──────── Trecho do texto

II.5. ALGUMAS CARACTERÍSTICAS COMUNS AOS EDUCADORES MEDIEVAIS

Há algo em comum nessas destacadas figuras medievais; cada um deles situa-se como um dos mestres mais eruditos de seu tempo (e com uma pedagogia de caráter acentuadamente popular). Além do mais, são pioneiros: Alcuíno é quem inicia a escola palatina; Petrus Alfonsus introduz a fábula na literatura medieval; Rosvita, reimplanta o teatro; e é de D. Alfonso o primeiro tratado de xadrez no Ocidente. Todos eles estão pagando um tributo a Boécio, mas, além disso, estão afirmando o lúdico - em charadas, teatro, anedotas ou jogos - como necessário para a educação. Coincidem também - e com isto tocamos um segundo elemento essencial da Idade Média - em convocar a religião como fundamento, uma espécie de “tema transversal” (diríamos hoje), onipresente no ensino medieval.

────────────────
──────── Linhas

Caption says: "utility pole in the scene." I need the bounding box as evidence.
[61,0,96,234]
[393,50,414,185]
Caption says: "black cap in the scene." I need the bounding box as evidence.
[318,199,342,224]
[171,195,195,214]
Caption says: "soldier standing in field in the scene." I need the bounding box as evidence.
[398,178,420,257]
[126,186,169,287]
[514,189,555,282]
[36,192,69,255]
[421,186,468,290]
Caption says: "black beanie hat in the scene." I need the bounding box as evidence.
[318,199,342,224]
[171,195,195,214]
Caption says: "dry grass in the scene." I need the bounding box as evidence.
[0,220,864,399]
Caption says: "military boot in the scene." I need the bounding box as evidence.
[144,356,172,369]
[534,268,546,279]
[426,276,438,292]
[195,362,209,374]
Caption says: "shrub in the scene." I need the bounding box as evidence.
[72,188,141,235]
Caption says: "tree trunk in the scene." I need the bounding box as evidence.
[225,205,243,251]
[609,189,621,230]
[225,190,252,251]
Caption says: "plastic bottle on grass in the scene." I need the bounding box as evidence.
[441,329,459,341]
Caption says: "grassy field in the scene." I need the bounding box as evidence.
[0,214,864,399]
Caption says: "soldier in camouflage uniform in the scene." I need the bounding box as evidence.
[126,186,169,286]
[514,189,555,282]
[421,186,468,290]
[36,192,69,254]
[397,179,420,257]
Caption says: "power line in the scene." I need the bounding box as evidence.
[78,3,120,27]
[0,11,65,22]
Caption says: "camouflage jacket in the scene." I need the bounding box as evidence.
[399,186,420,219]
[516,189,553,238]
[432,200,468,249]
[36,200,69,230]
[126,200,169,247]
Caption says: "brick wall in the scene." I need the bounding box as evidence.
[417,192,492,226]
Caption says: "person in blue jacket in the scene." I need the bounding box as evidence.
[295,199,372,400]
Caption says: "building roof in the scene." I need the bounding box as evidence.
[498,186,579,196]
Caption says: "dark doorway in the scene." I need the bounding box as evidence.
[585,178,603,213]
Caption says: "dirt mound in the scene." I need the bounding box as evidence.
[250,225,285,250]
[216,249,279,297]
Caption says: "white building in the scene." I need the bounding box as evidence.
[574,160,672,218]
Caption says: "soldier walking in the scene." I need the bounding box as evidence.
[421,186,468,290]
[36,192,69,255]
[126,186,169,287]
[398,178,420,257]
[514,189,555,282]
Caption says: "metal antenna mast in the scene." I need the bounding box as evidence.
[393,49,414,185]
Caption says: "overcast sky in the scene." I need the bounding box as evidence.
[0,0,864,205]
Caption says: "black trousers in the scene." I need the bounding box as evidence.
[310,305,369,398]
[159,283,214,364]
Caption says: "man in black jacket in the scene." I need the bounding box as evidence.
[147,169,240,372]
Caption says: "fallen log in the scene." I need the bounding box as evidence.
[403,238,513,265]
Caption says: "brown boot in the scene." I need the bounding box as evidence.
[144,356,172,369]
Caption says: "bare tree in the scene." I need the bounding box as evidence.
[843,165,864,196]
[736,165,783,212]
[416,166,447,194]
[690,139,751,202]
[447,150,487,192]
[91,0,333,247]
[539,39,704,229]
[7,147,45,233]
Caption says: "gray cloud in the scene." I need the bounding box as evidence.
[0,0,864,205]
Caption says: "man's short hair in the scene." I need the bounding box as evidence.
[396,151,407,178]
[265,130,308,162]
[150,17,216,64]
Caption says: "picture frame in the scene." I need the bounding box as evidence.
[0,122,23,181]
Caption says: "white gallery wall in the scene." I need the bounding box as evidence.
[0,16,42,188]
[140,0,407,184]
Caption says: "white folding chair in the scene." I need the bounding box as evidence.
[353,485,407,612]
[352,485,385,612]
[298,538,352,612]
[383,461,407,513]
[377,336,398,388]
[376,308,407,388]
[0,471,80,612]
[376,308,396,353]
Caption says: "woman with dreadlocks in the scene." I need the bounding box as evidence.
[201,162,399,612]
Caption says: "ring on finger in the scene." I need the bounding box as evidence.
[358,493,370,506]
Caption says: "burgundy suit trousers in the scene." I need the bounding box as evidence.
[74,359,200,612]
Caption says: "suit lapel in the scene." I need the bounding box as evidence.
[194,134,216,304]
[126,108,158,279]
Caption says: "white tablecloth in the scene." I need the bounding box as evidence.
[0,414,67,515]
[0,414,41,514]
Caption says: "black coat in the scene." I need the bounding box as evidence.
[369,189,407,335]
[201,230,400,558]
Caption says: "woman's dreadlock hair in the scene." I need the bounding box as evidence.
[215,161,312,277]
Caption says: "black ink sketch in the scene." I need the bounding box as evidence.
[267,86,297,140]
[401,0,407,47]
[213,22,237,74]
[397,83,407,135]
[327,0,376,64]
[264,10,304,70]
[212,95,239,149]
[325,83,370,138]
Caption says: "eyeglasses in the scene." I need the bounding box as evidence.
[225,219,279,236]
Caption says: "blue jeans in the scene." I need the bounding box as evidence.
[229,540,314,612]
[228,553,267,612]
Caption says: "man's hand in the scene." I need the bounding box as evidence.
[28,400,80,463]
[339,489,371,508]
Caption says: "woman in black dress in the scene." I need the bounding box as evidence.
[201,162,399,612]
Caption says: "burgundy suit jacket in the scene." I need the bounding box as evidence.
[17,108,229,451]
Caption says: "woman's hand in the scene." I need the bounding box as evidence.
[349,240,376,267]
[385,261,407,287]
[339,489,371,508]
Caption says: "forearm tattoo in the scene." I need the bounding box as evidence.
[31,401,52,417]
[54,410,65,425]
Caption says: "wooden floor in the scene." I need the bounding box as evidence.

────────────────

_Objetivos:_
A) Responda a estas perguntas sobre o trecho a respeito dos educadores medievais:
(i) Quem inicia a escola palatina?
(ii) A quem todos esses educadores estão pagando um tributo?
(iii) O que o texto atribui a D. Alfonso?
B) Por favor, extraia dos registros estas linhas sem nenhuma alteração: comece na linha que contém "on finger in" e pare depois da linha que contém "[126,108,158,279]".

_Respostas completas:_
A)
(i) Alcuíno.
(ii) A Boécio.
(iii) O primeiro tratado de xadrez no Ocidente.

B)
Caption says: "ring on finger in the scene." I need the bounding box as evidence.
[358,493,370,506]
Caption says: "burgundy suit trousers in the scene." I need the bounding box as evidence.
[74,359,200,612]
Caption says: "suit lapel in the scene." I need the bounding box as evidence.
[194,134,216,304]
[126,108,158,279]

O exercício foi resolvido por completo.